Problem description →
The listing below holds a line with "Target: cocktail glass" and a line with "Target: mint leaf in drink". Reproduce those two lines exactly, plus everything between them.

Study material section start

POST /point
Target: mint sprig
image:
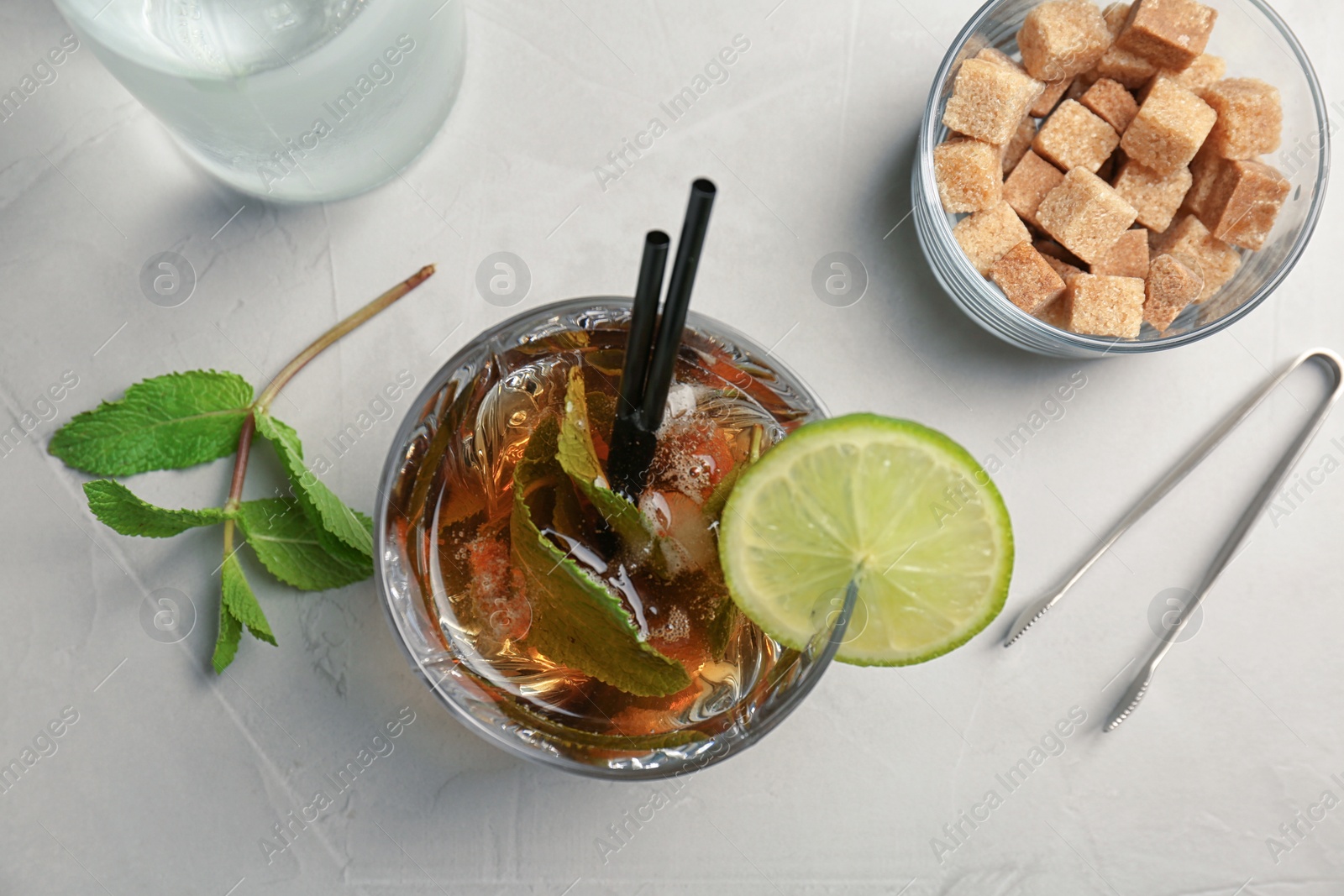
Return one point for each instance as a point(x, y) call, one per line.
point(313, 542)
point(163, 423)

Study material section end
Study material section start

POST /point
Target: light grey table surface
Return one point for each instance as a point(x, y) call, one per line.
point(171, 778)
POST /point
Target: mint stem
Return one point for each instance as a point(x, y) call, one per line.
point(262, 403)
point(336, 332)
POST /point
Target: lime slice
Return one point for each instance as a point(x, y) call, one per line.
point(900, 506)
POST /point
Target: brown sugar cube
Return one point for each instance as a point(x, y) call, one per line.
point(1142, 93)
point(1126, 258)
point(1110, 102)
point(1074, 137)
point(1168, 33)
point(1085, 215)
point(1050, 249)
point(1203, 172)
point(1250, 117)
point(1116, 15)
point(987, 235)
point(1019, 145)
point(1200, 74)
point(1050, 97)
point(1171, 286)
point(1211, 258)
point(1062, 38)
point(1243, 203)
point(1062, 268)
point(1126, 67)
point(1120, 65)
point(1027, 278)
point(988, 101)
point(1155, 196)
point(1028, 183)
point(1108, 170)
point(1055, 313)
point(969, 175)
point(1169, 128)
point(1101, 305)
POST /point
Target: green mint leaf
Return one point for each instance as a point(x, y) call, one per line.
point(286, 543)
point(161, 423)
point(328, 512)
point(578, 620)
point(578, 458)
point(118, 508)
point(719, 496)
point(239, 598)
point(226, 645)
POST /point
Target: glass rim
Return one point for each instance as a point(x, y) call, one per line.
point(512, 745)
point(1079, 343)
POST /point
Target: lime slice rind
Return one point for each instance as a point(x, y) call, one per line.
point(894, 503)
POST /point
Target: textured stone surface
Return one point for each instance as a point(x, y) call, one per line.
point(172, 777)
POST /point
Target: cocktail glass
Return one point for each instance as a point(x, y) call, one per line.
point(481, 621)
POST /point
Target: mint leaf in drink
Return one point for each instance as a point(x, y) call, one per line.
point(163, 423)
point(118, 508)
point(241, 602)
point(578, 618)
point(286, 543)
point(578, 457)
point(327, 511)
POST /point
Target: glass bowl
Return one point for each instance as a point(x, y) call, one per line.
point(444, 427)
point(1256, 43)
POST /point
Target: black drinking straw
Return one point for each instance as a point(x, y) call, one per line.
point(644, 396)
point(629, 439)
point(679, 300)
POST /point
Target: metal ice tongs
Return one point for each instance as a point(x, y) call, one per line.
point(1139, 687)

Study material section end
Study material section start

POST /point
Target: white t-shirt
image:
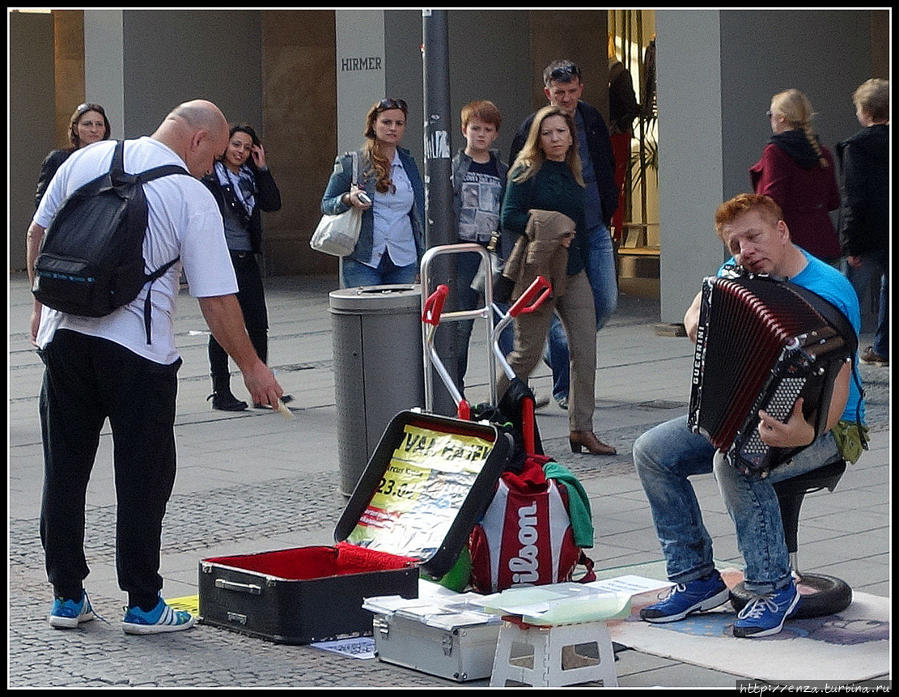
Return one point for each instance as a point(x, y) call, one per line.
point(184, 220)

Study material section end

Result of this exercise →
Target: cocktail glass
Return one point for each instance as a point(x, y) call, one per line.
point(481, 621)
POST /point
Target: mint leaf in drink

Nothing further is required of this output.